PROBLEM DETAILS: Repeat the lines from the start of the data through the line containing "An instance may", including that line. Leave out any pictures.

Annotation records

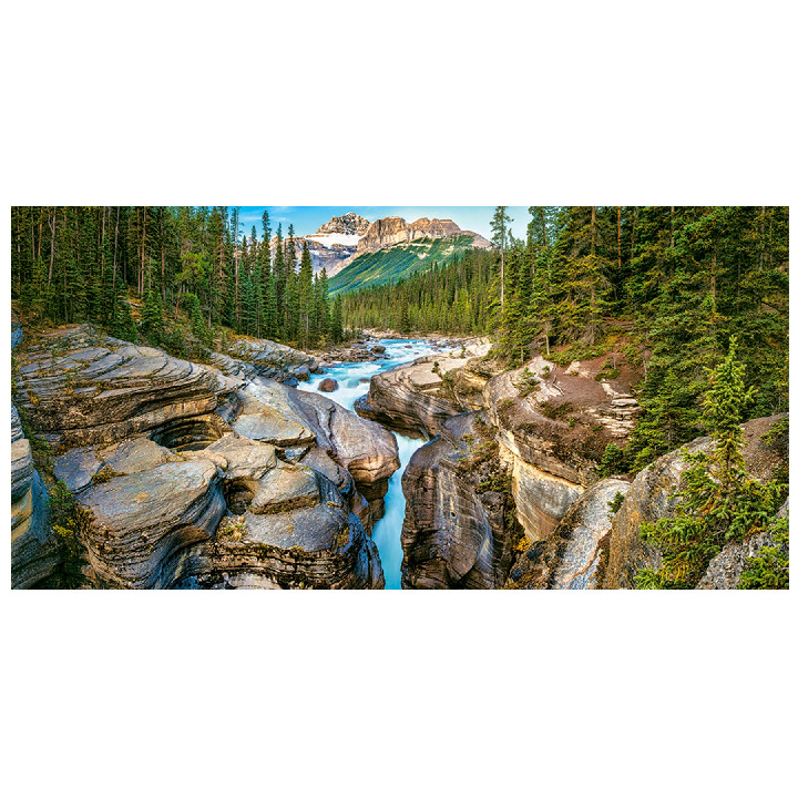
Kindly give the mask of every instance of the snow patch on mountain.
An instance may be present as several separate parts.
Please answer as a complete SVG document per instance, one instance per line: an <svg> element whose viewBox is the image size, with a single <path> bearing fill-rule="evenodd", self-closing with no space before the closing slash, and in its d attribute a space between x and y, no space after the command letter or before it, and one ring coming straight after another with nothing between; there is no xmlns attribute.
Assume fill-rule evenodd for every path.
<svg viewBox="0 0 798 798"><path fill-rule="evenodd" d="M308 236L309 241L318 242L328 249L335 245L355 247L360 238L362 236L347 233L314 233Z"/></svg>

TASK RESPONSE:
Kindly give the mask of every instance of the snow patch on mountain.
An instance may be present as several separate parts.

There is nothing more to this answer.